*EXERCISE DETAILS*
Please rewrite everything in the records from the line containing "Target = beige button" down to the line containing "(1154, 548)", both included, copying each line unchanged except for the point coordinates. Multiply every coordinate by 2.2 and round it to a whole number, with halves rounded up.

*RECORDS FOR THIS EXERCISE*
◇ ◇ ◇ ◇ ◇ ◇ ◇
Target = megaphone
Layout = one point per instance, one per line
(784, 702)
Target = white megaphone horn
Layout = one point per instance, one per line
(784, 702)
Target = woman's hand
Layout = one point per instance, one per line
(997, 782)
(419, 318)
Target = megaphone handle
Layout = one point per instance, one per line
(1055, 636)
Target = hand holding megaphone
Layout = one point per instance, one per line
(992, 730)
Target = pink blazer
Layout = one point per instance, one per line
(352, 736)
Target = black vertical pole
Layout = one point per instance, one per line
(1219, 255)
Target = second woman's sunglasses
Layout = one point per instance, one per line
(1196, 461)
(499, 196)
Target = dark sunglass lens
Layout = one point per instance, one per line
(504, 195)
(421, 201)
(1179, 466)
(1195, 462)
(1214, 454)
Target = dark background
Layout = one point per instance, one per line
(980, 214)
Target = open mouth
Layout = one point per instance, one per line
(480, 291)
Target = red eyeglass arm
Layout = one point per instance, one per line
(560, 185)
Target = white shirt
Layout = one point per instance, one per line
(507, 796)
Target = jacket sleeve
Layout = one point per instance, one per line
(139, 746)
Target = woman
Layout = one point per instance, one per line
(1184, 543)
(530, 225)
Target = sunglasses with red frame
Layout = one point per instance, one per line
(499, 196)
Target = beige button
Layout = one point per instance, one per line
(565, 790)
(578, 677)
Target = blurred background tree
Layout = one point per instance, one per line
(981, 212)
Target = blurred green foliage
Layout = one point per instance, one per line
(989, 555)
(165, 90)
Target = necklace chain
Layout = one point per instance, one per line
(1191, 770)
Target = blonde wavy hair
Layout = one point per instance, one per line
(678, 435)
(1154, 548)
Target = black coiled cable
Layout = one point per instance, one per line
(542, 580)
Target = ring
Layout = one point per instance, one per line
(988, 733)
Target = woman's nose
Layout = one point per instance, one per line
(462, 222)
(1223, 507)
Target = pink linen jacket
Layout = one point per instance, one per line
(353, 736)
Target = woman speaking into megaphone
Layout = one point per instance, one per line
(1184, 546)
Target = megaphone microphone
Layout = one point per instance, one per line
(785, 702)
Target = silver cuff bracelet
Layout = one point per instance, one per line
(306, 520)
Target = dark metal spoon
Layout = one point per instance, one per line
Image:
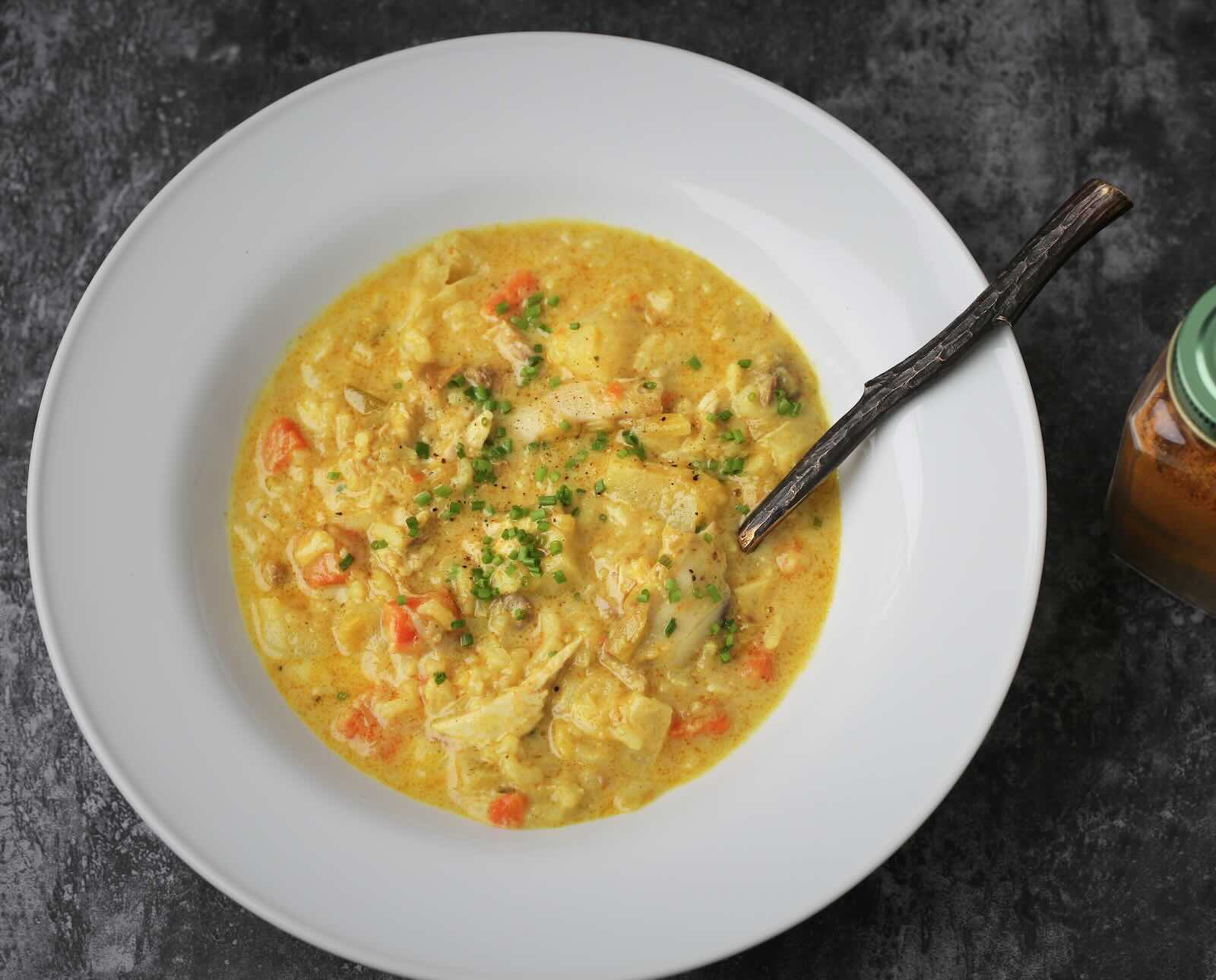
(1094, 206)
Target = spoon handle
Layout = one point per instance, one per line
(1094, 206)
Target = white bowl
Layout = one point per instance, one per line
(942, 510)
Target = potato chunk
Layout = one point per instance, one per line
(603, 344)
(669, 492)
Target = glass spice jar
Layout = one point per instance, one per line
(1161, 505)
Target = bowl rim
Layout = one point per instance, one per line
(798, 106)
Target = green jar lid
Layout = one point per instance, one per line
(1193, 366)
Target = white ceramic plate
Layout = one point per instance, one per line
(942, 511)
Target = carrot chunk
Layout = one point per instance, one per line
(709, 720)
(515, 291)
(508, 810)
(279, 441)
(758, 662)
(398, 625)
(359, 724)
(325, 571)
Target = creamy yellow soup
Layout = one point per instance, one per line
(483, 520)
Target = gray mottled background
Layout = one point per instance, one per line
(1082, 839)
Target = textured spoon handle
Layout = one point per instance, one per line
(1094, 206)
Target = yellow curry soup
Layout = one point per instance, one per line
(483, 520)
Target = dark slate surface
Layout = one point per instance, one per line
(1081, 840)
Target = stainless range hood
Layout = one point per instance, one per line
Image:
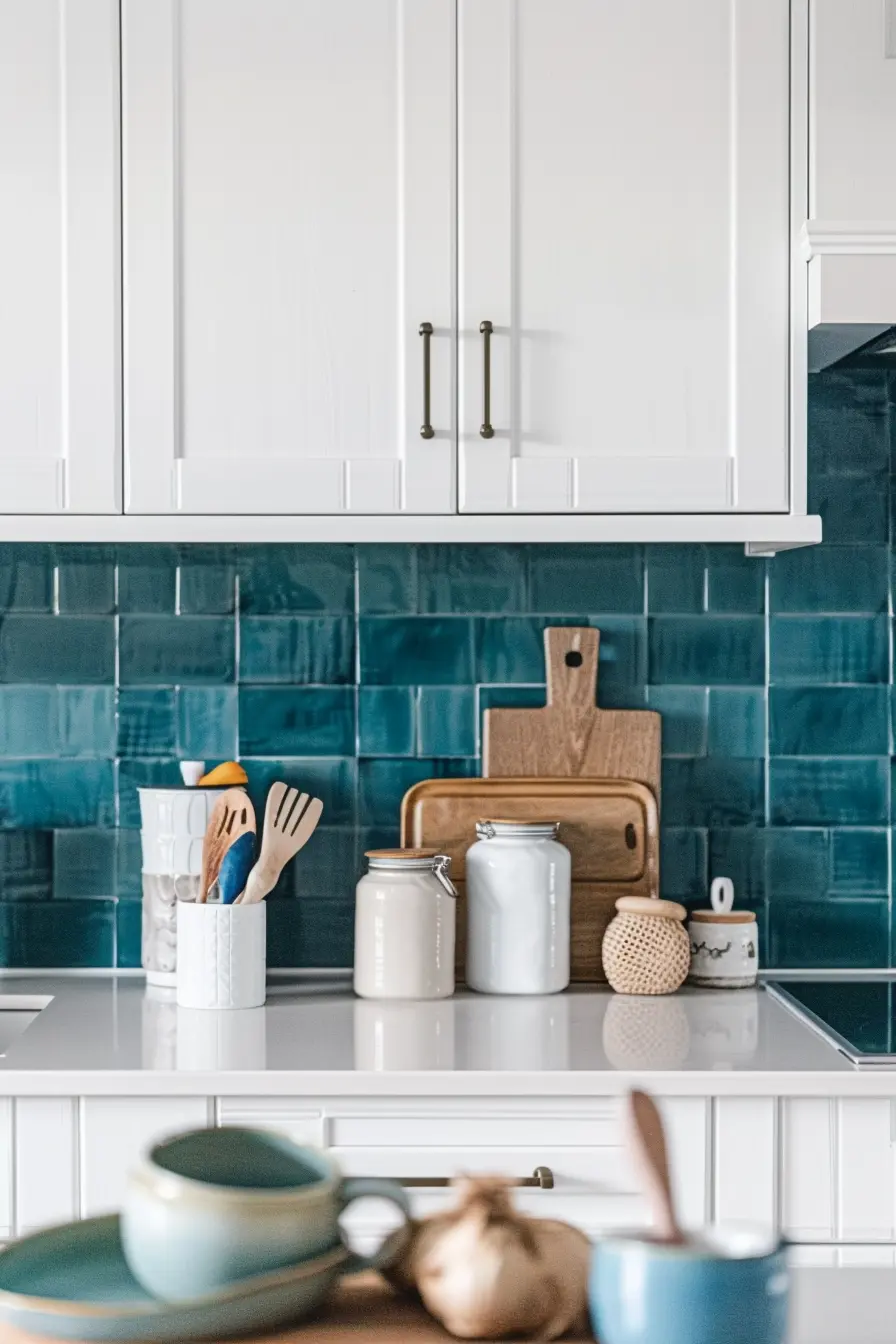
(852, 292)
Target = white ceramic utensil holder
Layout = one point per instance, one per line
(220, 956)
(172, 828)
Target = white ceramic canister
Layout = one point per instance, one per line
(405, 919)
(172, 829)
(724, 942)
(517, 909)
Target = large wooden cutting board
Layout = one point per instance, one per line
(571, 735)
(609, 825)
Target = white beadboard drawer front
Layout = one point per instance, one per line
(368, 1222)
(574, 1169)
(301, 1124)
(492, 1130)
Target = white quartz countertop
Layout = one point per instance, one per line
(112, 1034)
(842, 1307)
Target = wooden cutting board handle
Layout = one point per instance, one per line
(571, 661)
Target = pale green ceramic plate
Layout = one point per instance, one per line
(73, 1284)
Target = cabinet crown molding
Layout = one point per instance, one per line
(846, 238)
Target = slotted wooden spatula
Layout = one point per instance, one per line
(571, 735)
(289, 821)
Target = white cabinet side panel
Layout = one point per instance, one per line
(59, 257)
(744, 1160)
(809, 1157)
(865, 1169)
(7, 1167)
(687, 1120)
(852, 110)
(114, 1133)
(46, 1182)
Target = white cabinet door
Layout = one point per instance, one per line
(852, 86)
(114, 1135)
(59, 257)
(623, 225)
(289, 226)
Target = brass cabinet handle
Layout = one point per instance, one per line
(426, 429)
(540, 1179)
(486, 429)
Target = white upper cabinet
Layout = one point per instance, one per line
(289, 226)
(852, 85)
(849, 234)
(59, 257)
(623, 225)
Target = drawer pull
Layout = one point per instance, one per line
(486, 429)
(540, 1179)
(426, 428)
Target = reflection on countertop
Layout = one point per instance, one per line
(319, 1035)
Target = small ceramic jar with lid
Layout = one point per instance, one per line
(405, 918)
(517, 909)
(645, 948)
(724, 942)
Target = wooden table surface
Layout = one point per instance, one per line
(364, 1309)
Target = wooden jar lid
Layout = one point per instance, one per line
(723, 917)
(645, 906)
(400, 854)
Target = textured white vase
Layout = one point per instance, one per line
(220, 956)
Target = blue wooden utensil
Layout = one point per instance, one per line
(234, 868)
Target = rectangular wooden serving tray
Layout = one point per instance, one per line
(610, 827)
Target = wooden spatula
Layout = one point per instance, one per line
(648, 1147)
(289, 821)
(571, 735)
(233, 816)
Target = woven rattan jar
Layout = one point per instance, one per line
(645, 948)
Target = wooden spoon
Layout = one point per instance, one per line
(233, 816)
(648, 1147)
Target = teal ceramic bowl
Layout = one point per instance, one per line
(73, 1284)
(215, 1206)
(728, 1286)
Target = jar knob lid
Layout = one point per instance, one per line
(722, 895)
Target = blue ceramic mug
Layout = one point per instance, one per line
(214, 1206)
(728, 1285)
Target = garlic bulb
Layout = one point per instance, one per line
(488, 1272)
◇ ◇ ◇ ◇ ◇ ◇ ◇
*ANSWER TO THIS EXERCISE*
Target = beige button
Layout = one point per instance, one per line
(1243, 1738)
(1272, 1489)
Target = blurred background tree
Layout = one point per instance, one per line
(2158, 466)
Target = blurred green foliage
Layout = one point per instance, one per line
(2176, 1221)
(363, 198)
Target = necklace chain
Layout = one point per instance, one per line
(2620, 1694)
Target = blonde wavy hair
Layout = one point per instance, one per line
(1492, 957)
(2539, 1206)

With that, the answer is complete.